» Material provided
^^^^

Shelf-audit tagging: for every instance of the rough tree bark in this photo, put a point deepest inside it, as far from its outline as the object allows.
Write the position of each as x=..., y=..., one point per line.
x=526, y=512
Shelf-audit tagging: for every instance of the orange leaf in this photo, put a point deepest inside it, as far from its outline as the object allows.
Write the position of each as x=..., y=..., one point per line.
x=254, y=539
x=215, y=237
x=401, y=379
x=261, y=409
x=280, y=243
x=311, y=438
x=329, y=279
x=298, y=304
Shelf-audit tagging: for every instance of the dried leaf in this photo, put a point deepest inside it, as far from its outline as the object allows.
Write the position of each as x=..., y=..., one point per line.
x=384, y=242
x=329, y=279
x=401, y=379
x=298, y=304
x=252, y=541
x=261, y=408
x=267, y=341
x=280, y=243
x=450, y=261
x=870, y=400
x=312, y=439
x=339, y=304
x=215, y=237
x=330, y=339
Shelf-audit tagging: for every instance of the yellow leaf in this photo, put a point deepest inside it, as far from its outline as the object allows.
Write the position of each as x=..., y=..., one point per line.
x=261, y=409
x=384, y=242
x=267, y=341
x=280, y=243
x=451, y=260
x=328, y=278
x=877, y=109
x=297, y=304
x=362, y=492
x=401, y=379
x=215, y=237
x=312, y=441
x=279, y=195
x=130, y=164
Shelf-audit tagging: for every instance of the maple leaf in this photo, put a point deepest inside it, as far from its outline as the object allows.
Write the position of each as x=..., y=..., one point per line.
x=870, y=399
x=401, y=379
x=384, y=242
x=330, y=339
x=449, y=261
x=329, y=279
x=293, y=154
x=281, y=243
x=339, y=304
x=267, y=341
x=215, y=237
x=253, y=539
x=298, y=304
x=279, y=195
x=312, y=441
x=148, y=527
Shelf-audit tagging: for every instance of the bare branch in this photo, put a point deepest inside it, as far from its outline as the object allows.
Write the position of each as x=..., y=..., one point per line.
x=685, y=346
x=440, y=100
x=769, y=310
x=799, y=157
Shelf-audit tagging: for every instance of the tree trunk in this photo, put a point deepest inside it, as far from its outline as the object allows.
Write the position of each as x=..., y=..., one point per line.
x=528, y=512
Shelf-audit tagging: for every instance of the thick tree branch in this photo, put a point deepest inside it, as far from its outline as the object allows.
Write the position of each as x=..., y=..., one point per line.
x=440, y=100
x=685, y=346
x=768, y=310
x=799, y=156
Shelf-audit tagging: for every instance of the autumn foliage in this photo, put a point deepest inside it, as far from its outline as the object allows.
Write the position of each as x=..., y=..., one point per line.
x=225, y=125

^^^^

» What is needed
Reproduce the material precisely, including every line.

» Task output
Shelf-audit tagging: for every instance of the rough tree bark in this photo, put a point deepest inside it, as far from its outline as the object allows.
Write the position of each as x=..., y=..., one point per line.
x=526, y=512
Shelf-audit tagging: for every instance of the orange leaf in this photo, put a point deepest inside it, as far from its outline as the object allows.
Write the position of each as x=..., y=..., one point per line.
x=254, y=539
x=215, y=237
x=401, y=379
x=261, y=409
x=280, y=243
x=311, y=438
x=329, y=279
x=298, y=304
Shelf-audit tagging: for every instance of the dried leaf in this photo, put a point deepest inside it, as far from its outline as the object allows.
Write the position of each as x=..., y=..., one point per line.
x=384, y=242
x=329, y=279
x=401, y=379
x=298, y=304
x=252, y=541
x=261, y=408
x=267, y=341
x=280, y=243
x=450, y=261
x=870, y=400
x=312, y=439
x=339, y=304
x=215, y=237
x=330, y=339
Shelf-audit tagging: for every instance of the yellow leaf in this photo, put a point deepest inside it, as far from its outline as the object allows.
Write the position of each as x=..., y=..., one point per line.
x=261, y=409
x=384, y=242
x=267, y=341
x=280, y=243
x=451, y=260
x=328, y=278
x=877, y=109
x=297, y=304
x=362, y=492
x=401, y=379
x=215, y=237
x=312, y=441
x=279, y=195
x=130, y=164
Shelf-audit tagging: for every instance of the maple leaf in this photo, put a point deepest inside it, as far from its outline as the object allows.
Write the position of each as x=..., y=..., one point per line.
x=870, y=399
x=401, y=379
x=384, y=242
x=330, y=339
x=449, y=261
x=329, y=279
x=293, y=154
x=281, y=243
x=339, y=304
x=267, y=341
x=215, y=237
x=253, y=539
x=298, y=304
x=279, y=195
x=312, y=441
x=148, y=527
Shelf-audit tagging: for every instance of the bare branch in this photo, put a point deepest inside it, as far from its outline as the object allows.
Write the position of each as x=..., y=..., one point per line.
x=685, y=346
x=440, y=100
x=769, y=310
x=799, y=157
Shelf-audit tagging: for every instance of the tree trunk in this photo, put a point deepest inside it, as far from its outline as the object allows.
Write the position of each as x=..., y=..., one point per line.
x=528, y=512
Shelf-audit tagging: for every instance of the thick tree branch in this photo, put a point deepest inside it, as far from its outline as the object allows.
Write the position of each as x=..., y=..., one point per line.
x=440, y=100
x=685, y=346
x=768, y=310
x=799, y=156
Shelf-audit tagging: for every instance of the autumn foliage in this photo, put a point deepest inside it, as far from its outline as the object allows.
Write the position of each as x=..., y=..., one point per line.
x=225, y=125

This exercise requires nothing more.